* _BRIEF_:
Every line of the entries with the word "jacket" in it should be shown.

(EXTRACTED ENTRIES Opens)

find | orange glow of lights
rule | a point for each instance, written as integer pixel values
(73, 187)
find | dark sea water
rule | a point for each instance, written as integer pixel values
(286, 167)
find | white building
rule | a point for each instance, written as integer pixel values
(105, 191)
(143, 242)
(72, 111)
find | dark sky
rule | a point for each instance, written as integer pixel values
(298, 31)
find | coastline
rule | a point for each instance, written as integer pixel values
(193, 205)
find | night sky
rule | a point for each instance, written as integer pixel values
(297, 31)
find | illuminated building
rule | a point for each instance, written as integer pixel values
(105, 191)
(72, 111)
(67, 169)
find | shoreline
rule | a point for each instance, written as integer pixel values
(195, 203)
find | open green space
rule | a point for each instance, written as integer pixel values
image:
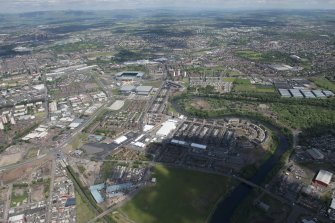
(324, 83)
(19, 194)
(244, 85)
(179, 196)
(31, 153)
(266, 57)
(211, 71)
(295, 114)
(249, 212)
(303, 116)
(250, 55)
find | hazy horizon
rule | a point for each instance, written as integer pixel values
(19, 6)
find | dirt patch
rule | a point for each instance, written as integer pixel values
(200, 104)
(10, 159)
(37, 193)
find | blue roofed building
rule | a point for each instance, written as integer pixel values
(97, 187)
(70, 202)
(97, 196)
(95, 191)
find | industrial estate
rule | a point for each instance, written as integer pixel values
(167, 116)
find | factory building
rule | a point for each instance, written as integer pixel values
(284, 93)
(127, 89)
(323, 178)
(129, 76)
(296, 93)
(307, 93)
(315, 154)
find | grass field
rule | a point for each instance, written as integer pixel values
(303, 116)
(244, 85)
(250, 55)
(181, 196)
(19, 195)
(323, 82)
(83, 212)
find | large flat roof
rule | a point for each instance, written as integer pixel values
(144, 88)
(130, 74)
(324, 176)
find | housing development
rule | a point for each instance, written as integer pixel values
(167, 116)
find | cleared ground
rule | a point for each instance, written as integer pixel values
(181, 196)
(83, 212)
(10, 159)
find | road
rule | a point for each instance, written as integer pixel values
(7, 204)
(49, 201)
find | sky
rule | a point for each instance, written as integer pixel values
(12, 6)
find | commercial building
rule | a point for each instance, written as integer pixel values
(17, 219)
(323, 178)
(318, 94)
(296, 93)
(315, 154)
(118, 187)
(178, 142)
(167, 127)
(307, 93)
(127, 89)
(143, 90)
(129, 76)
(328, 93)
(198, 146)
(284, 93)
(95, 191)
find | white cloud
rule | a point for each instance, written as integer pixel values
(33, 5)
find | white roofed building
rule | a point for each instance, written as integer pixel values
(323, 178)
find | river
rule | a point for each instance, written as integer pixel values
(226, 207)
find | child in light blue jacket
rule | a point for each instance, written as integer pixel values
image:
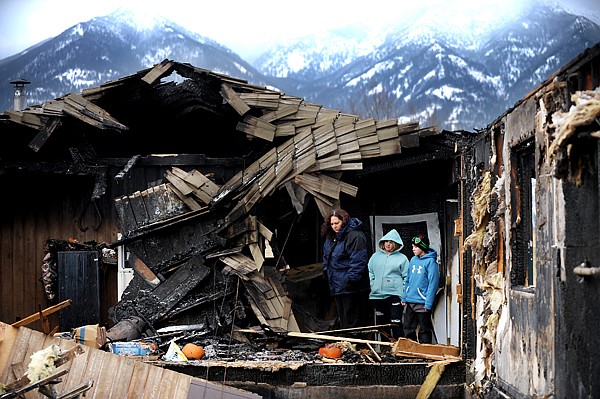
(420, 290)
(388, 268)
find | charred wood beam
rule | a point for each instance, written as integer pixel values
(127, 167)
(67, 166)
(154, 305)
(159, 226)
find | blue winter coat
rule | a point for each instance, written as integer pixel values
(345, 259)
(423, 278)
(387, 272)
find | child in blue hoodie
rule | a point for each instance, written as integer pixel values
(388, 268)
(420, 290)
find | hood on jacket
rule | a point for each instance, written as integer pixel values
(391, 235)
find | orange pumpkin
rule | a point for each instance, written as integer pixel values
(193, 351)
(330, 351)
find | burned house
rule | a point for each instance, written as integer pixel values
(211, 192)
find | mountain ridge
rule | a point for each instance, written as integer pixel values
(426, 77)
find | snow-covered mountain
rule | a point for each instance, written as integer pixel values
(417, 70)
(107, 48)
(423, 71)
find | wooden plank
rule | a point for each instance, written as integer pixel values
(189, 201)
(234, 99)
(93, 367)
(409, 140)
(257, 255)
(77, 369)
(153, 383)
(143, 270)
(44, 313)
(123, 377)
(387, 133)
(138, 206)
(105, 380)
(79, 107)
(44, 134)
(183, 387)
(280, 113)
(178, 183)
(138, 380)
(158, 71)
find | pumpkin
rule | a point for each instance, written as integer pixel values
(330, 351)
(193, 351)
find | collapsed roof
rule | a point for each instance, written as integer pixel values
(178, 229)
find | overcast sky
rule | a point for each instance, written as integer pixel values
(242, 25)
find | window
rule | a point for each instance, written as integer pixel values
(523, 270)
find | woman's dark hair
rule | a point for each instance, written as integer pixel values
(326, 226)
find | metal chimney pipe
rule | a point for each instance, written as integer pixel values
(20, 95)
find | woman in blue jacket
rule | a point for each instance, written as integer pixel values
(388, 268)
(421, 288)
(345, 266)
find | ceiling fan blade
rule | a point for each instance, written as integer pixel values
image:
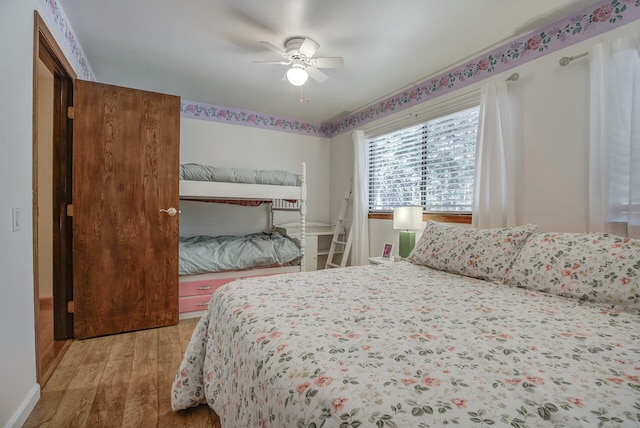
(334, 62)
(317, 75)
(308, 47)
(273, 48)
(273, 62)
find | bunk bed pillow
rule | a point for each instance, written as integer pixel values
(479, 253)
(590, 267)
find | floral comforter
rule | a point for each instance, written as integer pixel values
(399, 345)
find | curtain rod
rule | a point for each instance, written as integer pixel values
(565, 60)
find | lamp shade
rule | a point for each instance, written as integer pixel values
(297, 75)
(407, 218)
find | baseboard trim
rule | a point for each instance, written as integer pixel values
(28, 404)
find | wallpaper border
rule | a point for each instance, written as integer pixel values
(64, 28)
(589, 22)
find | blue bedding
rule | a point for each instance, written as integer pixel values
(197, 172)
(202, 254)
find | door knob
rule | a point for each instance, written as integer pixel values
(171, 211)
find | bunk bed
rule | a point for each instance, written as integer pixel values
(477, 328)
(271, 252)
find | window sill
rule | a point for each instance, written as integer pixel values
(443, 218)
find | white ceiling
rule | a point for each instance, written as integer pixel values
(203, 50)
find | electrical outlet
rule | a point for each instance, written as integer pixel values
(16, 223)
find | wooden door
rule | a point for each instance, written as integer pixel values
(125, 171)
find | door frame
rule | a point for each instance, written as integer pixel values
(46, 49)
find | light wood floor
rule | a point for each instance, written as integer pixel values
(50, 351)
(120, 380)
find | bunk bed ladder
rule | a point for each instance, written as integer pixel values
(342, 236)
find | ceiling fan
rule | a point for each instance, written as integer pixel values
(298, 54)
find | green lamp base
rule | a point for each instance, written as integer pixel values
(407, 242)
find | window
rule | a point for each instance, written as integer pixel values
(431, 164)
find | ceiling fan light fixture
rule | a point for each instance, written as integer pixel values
(297, 75)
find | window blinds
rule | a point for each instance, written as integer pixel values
(431, 164)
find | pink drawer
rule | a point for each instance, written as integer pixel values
(205, 286)
(193, 303)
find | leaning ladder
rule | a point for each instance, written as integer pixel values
(342, 234)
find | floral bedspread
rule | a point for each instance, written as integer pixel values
(400, 345)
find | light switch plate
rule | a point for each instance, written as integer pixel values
(16, 223)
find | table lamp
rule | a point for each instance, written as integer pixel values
(405, 219)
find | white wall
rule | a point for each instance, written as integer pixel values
(19, 390)
(224, 145)
(551, 109)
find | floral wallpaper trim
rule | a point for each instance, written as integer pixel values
(222, 114)
(591, 21)
(60, 19)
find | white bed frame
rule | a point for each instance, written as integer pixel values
(205, 190)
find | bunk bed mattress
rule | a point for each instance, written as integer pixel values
(197, 172)
(405, 345)
(203, 254)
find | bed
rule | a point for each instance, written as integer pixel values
(497, 327)
(208, 262)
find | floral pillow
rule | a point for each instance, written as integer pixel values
(480, 253)
(592, 267)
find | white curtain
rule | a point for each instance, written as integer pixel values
(614, 155)
(494, 182)
(360, 244)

(EXTRACTED ENTRIES Closes)

* _ANSWER BELOW_:
find | child in light blue jacket
find | hood on jacket
find | woman in blue jacket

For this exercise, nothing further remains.